### [Location identification entries]
-- BEGIN --

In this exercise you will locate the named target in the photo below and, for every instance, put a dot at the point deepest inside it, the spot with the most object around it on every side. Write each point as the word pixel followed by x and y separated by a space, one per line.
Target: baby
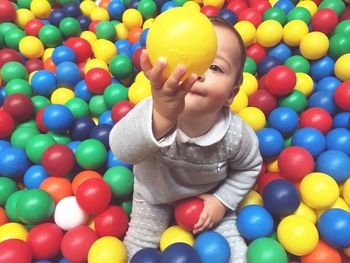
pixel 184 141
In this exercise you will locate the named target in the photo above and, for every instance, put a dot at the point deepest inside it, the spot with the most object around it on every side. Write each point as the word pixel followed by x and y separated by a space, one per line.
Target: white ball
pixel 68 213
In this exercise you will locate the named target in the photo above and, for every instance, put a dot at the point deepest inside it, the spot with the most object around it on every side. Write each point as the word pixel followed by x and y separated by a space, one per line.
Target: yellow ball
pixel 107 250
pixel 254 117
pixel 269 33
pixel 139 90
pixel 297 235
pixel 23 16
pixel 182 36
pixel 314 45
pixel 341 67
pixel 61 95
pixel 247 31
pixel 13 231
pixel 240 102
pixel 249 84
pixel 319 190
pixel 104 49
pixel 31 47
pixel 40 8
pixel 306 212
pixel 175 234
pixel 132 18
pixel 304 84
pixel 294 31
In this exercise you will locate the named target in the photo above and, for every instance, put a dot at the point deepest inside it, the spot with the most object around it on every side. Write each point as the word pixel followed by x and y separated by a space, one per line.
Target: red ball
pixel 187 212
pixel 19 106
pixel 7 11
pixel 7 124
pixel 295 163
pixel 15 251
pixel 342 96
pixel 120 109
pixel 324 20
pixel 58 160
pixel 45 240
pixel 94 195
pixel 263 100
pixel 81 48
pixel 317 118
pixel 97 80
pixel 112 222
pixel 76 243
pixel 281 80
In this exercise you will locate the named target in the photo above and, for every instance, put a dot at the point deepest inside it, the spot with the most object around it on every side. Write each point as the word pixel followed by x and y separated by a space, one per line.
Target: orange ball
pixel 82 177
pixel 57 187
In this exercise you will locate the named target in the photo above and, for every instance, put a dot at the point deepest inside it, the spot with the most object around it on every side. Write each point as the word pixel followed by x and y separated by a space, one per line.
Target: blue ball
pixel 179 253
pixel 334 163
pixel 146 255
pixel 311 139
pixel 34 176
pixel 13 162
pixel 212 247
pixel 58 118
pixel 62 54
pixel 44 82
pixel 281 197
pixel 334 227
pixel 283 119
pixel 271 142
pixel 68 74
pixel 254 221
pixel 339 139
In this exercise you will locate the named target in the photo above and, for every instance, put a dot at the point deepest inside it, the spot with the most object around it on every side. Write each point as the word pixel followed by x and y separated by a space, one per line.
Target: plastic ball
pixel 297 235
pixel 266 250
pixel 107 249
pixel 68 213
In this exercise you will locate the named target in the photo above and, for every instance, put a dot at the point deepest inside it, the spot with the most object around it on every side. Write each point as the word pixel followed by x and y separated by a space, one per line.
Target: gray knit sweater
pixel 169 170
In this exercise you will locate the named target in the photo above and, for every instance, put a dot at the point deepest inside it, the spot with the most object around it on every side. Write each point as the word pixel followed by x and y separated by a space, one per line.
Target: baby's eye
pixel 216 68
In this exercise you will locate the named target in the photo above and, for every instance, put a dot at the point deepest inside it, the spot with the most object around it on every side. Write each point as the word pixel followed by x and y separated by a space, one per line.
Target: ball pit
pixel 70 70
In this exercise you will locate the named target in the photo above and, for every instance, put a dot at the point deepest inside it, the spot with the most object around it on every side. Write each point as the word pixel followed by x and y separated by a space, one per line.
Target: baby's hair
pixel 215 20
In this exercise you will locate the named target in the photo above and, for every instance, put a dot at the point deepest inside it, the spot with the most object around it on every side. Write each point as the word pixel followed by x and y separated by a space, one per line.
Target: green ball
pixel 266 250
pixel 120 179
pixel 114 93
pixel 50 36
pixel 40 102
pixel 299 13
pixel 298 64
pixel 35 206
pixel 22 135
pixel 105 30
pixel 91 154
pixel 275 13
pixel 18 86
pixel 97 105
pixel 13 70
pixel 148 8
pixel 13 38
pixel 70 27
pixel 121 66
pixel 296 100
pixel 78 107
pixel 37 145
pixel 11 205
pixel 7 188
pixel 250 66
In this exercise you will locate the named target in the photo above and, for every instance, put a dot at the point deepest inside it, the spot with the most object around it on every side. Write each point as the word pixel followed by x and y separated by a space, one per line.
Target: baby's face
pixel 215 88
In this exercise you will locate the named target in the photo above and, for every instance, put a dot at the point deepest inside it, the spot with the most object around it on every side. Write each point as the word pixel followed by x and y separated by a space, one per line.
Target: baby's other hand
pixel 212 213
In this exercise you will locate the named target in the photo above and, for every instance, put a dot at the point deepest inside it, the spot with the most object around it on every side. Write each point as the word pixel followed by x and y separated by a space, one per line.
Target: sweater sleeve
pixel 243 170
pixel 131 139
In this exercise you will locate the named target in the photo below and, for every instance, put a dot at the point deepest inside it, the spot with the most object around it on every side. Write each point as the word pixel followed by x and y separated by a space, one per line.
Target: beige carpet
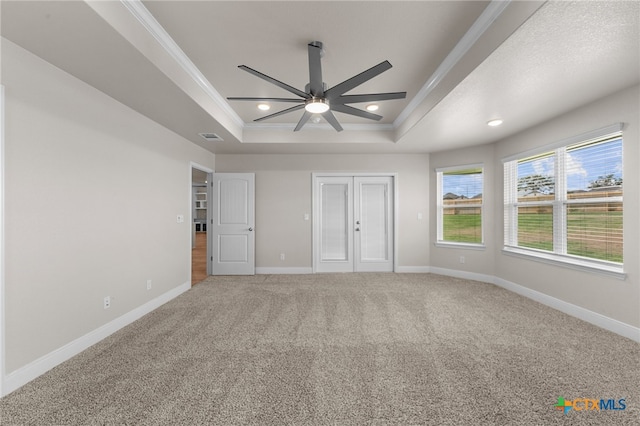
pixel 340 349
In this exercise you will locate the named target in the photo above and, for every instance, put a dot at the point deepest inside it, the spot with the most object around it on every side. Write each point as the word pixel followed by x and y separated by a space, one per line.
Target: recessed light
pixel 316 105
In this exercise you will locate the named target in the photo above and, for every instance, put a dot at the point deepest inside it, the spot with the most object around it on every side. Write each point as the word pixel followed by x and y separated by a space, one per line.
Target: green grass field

-- END --

Quote the material exactly. Pictures stay out.

### [Answer to the exercise]
In this exercise you will locate the named target in the photo below and, for every instance, put a dot at the point deepest inside it, the spot with the most object around it on every side. Write each point as the word pixel followed by x and y separated by a space, one per line.
Target: baby
pixel 184 141
In this exercise you will locate the named target in the photo above and, for every instance, put a dot at the point deepest inside it, the spot with the most object around it on every side. Write each point as the word pixel followed by x and y separated by a space, one per line.
Target: white ball
pixel 68 213
In this exercise you will locate the named target in the photo above and, for every instance, put a dot at the point deepest inside it, the spot with the most object around it on every side. Write each point as the word pixel followed by x and y separated by a space, one per line.
Target: yellow ball
pixel 107 250
pixel 254 117
pixel 269 33
pixel 139 90
pixel 297 235
pixel 23 16
pixel 182 36
pixel 314 45
pixel 341 67
pixel 61 95
pixel 247 31
pixel 13 231
pixel 240 102
pixel 249 84
pixel 319 190
pixel 104 49
pixel 31 47
pixel 40 8
pixel 306 212
pixel 175 234
pixel 132 18
pixel 304 84
pixel 294 31
In this exercise you will locate the named target in the photo above and, for every instance, put a dot at the point deepest inside it, the spot with the most object around it on every side. Write each point as the word pixel followed by x and y separated by a space, one per line.
Target: red ball
pixel 187 212
pixel 19 106
pixel 7 11
pixel 7 124
pixel 295 163
pixel 15 251
pixel 342 96
pixel 120 109
pixel 324 20
pixel 58 160
pixel 45 240
pixel 94 195
pixel 263 100
pixel 81 48
pixel 317 118
pixel 97 80
pixel 112 222
pixel 76 243
pixel 281 80
In this exercise you will locate the named target in the photo above and, for every instance, put a dot at the point deepest inside it, the spot with the most object around it on every side. Write each point as the word pixel followed by x and y separated by a space, one per line.
Target: orange ball
pixel 82 177
pixel 57 187
In this exercise you will locate the named target in the photo above and, for every instance, put a dot at the point deepest inside it, the spot with the most object around it on every side. Write each point as the word pixel followed by x and y separated by a space, one per line.
Target: blue ball
pixel 179 253
pixel 334 163
pixel 146 255
pixel 311 139
pixel 34 176
pixel 13 162
pixel 212 247
pixel 58 118
pixel 62 54
pixel 44 82
pixel 281 197
pixel 334 227
pixel 283 119
pixel 271 142
pixel 68 74
pixel 254 221
pixel 339 139
In this exercise you will locate the named target in the photo above and, for every instance, put a dot at the point deepest inside it, the spot with the most object around it on every side. Write each point as the word pixel followed by x and y separated by a space, one per line.
Target: plastic ball
pixel 297 235
pixel 266 250
pixel 107 249
pixel 68 213
In this exercise you will locate the named target in the photo above and, for every instance, put a dot at the point deepest inside it, the spot with the most object around it on every side. Write each point as the word pixel followed by x and y separated by a space, one per line.
Target: gray knit sweater
pixel 169 170
In this exercise you will locate the named target in the photo above and, for every instance, put a dot at the point deepest inside it, the spot with the most object around it on every side. Write each point as the word pixel followed by x and y separated by a space, one per line.
Target: baby's eye
pixel 216 68
In this exercise you will locate the named target in the photo above and, for every instance, put a dot at the point deepest inside it, the spot with the most object around it on every side. Write each point as the word pixel followed by x and y separated by a space, one per line.
Target: ball pit
pixel 70 70
In this exercise you will locate the named target in the photo above and, for every instance, put a dot at the point deepest inside it, the spot with the most object around it on every side. Write each point as the word pixel followed by x and y separated by a space, one per line.
Target: baby's hair
pixel 215 20
In this exercise you will locate the named target in the photo above and, for every instance, put a dot at the point deepest inside it, the spot with the most object around it on every side. Write each point as the word pixel followed by x and y separated by a space, one per line.
Target: green ball
pixel 266 250
pixel 120 179
pixel 114 93
pixel 50 36
pixel 40 102
pixel 299 13
pixel 298 64
pixel 35 206
pixel 22 135
pixel 105 30
pixel 91 154
pixel 275 13
pixel 18 86
pixel 97 105
pixel 13 70
pixel 148 8
pixel 13 38
pixel 70 27
pixel 121 66
pixel 296 100
pixel 78 107
pixel 37 145
pixel 11 205
pixel 7 188
pixel 250 66
In this exercise you will locate the named target in the photo above and, for every instance, put a dot at the point deepest inside it, the spot with the most object around it on every side. Write each point as the word pixel followed by x and y separated by a space, one per line.
Target: baby's face
pixel 215 88
In this exercise you will locate the named target in the photo above and, for every instance, put a dot at the point deepest inside it, the spot with the most object around it on every side. Write each point as the word pixel followed by x and y separated by a space, one per line.
Target: baby's other hand
pixel 212 213
In this exercise you will locate the named target in the photo above and, for every instance, put a dot at the point deepest inside it, the spot with the most object around it on every side. Write each point as the word pixel followed by x and y separated by a space, one per line.
Target: sweater sleeve
pixel 243 170
pixel 131 139
In this exercise you will locate the named target in the photo below and, for every instance, put a dot at the point deepest inside it, the spot with the most object around it on every side. Write each point as the word pixel followed by x and y separated by a space, one per line.
Target: beige carpet
pixel 340 349
In this exercise you will locate the named target in the photo above and, for every instance, put a dot at the point deepest inside it, the spot with the most object around it on every side. Write each point as the word pixel followed by x and y separated by a space, one per line.
Target: recessed light
pixel 316 105
In this exercise you will locate the named target in the photo above and, for every instance, put a dot at the point deepest inside it, the spot with the most object around it on every side. Write each point as the word pixel followed by x and y separated by a space, one per line.
Target: green grass field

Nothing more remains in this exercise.